--- WRITTEN REQUEST ---
Rescale the rows from the line with "[locate] the open-sided" through the end of the rows, both included. Reproduce only those lines in full with their requests, multiplying every coordinate in the answers by 1.6 and rounding to whole numbers, with halves rounded up.

[Location identification items]
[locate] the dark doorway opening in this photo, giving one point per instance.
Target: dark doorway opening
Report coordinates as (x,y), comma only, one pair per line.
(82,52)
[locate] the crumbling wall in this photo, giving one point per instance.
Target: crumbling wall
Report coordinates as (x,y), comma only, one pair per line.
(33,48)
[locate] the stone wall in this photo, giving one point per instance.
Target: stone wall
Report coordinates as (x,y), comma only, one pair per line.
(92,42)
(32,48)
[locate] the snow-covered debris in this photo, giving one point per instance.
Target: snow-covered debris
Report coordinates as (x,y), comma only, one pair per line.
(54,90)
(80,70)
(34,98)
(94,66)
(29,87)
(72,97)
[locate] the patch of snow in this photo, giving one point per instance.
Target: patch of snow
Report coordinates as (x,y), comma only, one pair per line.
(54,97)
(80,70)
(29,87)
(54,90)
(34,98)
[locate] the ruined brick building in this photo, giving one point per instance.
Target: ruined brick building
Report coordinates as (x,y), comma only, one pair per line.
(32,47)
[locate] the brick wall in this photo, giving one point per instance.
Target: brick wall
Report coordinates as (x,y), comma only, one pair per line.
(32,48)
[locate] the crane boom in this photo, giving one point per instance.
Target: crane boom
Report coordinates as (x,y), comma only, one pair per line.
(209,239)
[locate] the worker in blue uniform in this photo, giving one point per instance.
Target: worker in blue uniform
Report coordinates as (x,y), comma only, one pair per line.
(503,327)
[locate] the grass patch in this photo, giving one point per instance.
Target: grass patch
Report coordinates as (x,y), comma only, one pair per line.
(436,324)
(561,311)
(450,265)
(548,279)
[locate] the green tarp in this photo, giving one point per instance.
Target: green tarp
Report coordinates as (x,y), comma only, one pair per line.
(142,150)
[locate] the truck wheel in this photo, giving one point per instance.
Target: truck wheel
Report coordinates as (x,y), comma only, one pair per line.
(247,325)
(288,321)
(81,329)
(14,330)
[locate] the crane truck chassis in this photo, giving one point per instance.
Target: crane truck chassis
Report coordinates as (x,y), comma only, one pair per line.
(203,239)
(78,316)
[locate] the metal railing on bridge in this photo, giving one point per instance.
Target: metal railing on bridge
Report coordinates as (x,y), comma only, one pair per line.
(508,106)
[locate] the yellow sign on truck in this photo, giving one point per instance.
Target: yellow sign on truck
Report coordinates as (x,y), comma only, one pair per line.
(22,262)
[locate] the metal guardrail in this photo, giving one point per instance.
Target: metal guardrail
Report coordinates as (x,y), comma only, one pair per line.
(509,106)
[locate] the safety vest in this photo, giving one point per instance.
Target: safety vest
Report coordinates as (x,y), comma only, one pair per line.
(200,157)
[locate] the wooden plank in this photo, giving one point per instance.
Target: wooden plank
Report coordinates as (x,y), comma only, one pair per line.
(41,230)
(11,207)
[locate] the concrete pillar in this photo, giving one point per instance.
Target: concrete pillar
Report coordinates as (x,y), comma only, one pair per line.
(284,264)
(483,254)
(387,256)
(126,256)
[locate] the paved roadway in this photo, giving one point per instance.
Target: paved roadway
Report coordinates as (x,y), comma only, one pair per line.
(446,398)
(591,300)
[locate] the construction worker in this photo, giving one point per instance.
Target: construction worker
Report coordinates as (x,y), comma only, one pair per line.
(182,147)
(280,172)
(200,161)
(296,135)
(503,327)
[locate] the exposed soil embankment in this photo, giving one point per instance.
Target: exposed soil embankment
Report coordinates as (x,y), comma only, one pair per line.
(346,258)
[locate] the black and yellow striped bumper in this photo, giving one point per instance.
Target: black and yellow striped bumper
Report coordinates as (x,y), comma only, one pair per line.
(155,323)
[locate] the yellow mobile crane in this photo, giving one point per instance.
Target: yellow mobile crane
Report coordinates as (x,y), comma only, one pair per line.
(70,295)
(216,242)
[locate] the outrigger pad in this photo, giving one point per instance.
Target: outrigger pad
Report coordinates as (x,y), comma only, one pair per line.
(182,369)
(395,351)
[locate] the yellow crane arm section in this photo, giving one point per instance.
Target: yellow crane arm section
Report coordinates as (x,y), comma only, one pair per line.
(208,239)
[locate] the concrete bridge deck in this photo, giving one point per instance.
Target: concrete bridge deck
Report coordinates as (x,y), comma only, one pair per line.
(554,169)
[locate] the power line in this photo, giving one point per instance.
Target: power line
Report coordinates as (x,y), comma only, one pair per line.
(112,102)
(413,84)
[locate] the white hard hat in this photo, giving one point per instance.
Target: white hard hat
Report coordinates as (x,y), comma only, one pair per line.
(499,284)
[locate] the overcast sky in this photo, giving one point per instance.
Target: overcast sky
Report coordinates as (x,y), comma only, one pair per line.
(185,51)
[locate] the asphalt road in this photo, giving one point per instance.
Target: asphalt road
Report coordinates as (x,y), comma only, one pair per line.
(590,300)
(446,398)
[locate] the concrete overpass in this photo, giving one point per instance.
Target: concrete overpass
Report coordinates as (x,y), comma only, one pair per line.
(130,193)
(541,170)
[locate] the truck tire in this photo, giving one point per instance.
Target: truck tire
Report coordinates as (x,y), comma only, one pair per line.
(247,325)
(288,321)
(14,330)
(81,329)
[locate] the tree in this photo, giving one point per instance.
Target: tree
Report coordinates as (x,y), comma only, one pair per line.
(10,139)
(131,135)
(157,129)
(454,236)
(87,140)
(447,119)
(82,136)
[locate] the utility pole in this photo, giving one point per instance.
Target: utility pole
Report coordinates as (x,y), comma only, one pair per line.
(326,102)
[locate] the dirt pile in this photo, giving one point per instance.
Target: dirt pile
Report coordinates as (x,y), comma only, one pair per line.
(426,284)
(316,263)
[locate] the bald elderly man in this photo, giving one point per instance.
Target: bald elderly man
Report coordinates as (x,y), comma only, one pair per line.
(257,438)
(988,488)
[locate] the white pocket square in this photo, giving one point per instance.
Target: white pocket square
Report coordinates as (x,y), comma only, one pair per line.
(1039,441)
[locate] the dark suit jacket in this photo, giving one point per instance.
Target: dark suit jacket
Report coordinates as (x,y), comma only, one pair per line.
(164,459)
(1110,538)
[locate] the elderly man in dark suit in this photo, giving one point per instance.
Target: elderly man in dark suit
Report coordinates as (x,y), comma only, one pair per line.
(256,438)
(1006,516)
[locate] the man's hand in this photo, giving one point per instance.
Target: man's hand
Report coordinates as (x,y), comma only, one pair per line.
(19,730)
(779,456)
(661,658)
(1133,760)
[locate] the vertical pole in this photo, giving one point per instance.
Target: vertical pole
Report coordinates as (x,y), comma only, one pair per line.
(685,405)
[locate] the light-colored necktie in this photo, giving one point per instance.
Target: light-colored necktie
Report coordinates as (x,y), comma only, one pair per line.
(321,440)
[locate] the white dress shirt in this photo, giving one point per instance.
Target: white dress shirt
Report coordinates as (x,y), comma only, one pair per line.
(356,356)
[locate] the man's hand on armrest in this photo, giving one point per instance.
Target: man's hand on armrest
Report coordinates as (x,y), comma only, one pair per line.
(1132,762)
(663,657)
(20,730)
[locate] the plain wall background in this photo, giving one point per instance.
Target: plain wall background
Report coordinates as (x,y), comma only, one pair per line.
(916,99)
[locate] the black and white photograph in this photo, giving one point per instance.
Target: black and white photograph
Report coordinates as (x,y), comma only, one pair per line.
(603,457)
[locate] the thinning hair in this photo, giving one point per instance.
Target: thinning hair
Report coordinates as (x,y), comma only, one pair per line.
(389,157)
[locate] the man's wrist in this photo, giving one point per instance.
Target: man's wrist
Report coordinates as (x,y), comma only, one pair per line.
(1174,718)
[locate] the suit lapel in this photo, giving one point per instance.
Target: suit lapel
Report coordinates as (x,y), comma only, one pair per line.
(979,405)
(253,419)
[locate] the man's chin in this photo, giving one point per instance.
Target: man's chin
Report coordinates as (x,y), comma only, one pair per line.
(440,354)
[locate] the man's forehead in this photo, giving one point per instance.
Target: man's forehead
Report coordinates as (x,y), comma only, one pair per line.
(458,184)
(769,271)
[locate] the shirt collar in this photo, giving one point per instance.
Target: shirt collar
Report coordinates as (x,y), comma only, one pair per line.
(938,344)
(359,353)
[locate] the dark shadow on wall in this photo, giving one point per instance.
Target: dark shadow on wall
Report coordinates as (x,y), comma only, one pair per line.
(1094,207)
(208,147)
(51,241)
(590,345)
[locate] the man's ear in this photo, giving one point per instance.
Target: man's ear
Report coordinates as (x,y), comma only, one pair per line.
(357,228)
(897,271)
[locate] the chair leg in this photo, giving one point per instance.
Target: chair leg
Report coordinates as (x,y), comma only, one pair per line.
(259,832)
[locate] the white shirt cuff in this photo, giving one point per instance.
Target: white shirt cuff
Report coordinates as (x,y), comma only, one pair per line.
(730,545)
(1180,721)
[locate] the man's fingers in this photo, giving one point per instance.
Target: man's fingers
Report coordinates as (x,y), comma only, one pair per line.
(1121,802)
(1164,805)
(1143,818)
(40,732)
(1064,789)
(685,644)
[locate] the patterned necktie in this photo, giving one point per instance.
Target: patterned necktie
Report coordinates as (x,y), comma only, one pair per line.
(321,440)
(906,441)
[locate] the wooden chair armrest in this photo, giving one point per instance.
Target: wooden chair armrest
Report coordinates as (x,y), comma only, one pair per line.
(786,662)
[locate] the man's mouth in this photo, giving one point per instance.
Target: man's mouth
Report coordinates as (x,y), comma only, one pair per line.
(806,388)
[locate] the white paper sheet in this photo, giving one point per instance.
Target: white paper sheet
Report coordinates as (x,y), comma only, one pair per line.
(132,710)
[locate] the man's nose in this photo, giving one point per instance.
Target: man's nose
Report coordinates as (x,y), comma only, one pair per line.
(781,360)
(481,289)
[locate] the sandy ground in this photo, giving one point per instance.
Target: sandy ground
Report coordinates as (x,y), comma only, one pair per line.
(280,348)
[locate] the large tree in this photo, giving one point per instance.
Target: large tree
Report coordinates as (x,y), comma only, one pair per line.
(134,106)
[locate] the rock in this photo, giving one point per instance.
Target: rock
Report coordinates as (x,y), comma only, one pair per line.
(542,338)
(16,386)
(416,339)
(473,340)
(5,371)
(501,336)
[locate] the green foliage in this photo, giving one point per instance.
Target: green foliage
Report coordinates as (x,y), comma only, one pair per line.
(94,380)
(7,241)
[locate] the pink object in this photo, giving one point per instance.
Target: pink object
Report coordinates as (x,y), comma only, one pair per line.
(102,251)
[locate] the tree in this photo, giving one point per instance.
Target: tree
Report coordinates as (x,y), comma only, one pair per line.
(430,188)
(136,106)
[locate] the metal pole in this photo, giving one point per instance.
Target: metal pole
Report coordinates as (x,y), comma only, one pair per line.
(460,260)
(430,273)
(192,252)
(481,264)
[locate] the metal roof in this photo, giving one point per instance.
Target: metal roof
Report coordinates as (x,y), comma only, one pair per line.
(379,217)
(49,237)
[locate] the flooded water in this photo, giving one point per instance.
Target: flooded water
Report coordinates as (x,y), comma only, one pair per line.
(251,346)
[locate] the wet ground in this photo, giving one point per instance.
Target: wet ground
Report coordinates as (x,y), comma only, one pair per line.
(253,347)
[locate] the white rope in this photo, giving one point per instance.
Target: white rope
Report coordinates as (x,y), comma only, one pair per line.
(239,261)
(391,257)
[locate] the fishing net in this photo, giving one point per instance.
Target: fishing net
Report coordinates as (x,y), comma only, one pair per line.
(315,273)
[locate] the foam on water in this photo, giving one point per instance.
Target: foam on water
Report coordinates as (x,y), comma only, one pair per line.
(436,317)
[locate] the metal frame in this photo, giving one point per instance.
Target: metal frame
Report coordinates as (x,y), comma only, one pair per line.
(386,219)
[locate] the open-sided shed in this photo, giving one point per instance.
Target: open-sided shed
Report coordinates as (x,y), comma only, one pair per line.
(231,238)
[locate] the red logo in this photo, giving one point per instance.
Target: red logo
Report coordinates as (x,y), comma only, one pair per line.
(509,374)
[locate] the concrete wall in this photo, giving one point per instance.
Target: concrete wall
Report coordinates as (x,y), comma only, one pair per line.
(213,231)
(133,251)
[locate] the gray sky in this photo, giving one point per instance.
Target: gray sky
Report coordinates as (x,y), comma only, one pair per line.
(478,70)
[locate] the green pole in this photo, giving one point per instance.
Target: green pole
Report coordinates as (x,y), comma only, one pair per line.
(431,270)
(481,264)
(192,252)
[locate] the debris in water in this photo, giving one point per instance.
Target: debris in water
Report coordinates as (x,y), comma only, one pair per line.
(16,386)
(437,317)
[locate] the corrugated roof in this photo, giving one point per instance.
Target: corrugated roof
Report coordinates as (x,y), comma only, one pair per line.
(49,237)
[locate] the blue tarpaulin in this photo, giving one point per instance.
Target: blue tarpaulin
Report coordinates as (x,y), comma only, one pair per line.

--- FULL OUTPUT ---
[locate] the open-sided shed in this photo, giving one point per instance.
Target: open-sided shed
Report coordinates as (x,y), comma only, one pair per line.
(370,381)
[locate] the red logo in this photo, giving one point per instance.
Target: red logo
Report coordinates as (x,y), comma only, one pair per line.
(814,598)
[locate] the concrete wall in this photo, giving one point per instance.
Target: concrete wall
Report coordinates as (x,y), comma only, one pair per line.
(341,370)
(213,402)
[locate] the gray sky in this photo, giving one point per instance.
Target: gray sky
Report coordinates as (x,y), comma only, one pair per line.
(765,112)
[locate] the green pole in this photo, giving one point per instance.
Target: green pole
Report coordinates as (x,y), comma only, one pair per line.
(690,432)
(770,422)
(307,403)
[locate] the debris in water in this photo, giving one point per instance.
Target: debris in water
Report coordinates as (x,y), comma only, one pair per line.
(26,618)
(699,507)
[locate] the corrugated roof in this photo, giving one point per instance.
Target: corrugated roof
Report coordinates as (x,y), comma only, one pair per line.
(78,379)
[locate] the blue tarpaulin in this photo, giving one point per instance.
Target: blue tarpaulin
Report coordinates as (x,y), comma only, one pair per line.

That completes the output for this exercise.